= Problems and tasks =
1 - In the album review, how long had it been since Rod Stewart last wrote or co-wrote songs?
2 - Copy the album review word for word from "Long-term/long-time fans, those" to "never get again.".

Time
Capitol
It’s very clear that writing his autobiography finally got Rod Stewart back on track in terms of having a go at least; here he’s back writing – or co-writing – songs for the first time in over 20 years. His Grating American Songbook is how a whole generation of Idol followers know him – and that’s a shame given the white-hot Rod that killed it in the early 1970s.
Time is an attempt to get back to the 1970s and – at best – it almost reclaims the Atlantic Crossing/A Night On The Town territory or, in other words, the start of the rot…
Sure, that’s a huge improvement from a man content to make millions singing castrated rock-classics and doing the dinner-suit croon – but is it really anything you need to hear?
Long-term/long-time fans, those that have convinced themselves the last two decades (or three decades, really) haven’t been a total fucking waste of time will see Time as pay-dirt; the a-ha/told-ya moment they thought they’d never get again.
Anyone else will hear lyrics that run the gamut of platitudinous to banal – “Time waits for no one/that’s why I can’t wait for you”.

= Given information =
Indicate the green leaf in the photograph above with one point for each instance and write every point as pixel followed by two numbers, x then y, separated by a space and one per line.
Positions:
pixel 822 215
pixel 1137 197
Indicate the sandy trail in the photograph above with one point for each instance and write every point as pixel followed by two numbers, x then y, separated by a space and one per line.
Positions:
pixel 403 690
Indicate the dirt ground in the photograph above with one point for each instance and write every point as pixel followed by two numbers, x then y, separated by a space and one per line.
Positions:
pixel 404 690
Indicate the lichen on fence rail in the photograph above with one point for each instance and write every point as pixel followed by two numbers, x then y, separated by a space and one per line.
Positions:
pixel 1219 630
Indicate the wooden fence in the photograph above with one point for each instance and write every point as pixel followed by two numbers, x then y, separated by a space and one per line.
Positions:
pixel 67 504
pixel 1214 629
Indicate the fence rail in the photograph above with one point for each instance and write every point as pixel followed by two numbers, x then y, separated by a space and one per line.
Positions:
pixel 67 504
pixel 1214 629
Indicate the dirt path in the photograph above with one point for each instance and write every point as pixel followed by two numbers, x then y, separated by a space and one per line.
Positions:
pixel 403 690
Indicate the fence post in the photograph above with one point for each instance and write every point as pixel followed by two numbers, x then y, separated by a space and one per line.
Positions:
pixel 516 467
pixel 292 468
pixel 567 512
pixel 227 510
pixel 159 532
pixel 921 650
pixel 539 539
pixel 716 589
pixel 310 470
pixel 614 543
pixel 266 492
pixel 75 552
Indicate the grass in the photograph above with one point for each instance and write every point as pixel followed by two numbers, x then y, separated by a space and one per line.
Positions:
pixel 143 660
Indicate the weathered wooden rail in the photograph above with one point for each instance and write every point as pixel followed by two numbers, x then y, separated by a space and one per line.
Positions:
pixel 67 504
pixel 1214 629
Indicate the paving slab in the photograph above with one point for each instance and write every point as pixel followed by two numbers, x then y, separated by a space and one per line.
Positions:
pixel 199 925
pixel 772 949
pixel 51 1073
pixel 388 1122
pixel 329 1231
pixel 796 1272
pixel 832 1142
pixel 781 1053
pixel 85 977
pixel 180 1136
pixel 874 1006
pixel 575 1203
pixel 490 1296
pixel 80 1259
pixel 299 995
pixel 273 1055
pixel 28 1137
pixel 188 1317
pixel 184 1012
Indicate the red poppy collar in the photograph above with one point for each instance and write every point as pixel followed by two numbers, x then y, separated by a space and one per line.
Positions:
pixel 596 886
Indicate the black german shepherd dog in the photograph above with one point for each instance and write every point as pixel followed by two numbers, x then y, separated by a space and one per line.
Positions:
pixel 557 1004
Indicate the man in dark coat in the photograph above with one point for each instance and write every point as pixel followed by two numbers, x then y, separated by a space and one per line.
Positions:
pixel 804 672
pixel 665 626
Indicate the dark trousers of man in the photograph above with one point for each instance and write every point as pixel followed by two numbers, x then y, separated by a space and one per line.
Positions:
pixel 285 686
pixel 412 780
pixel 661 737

= Answers provided =
1 - Over 20 years.

2 -
Long-term/long-time fans, those that have convinced themselves the last two decades (or three decades, really) haven’t been a total fucking waste of time will see Time as pay-dirt; the a-ha/told-ya moment they thought they’d never get again.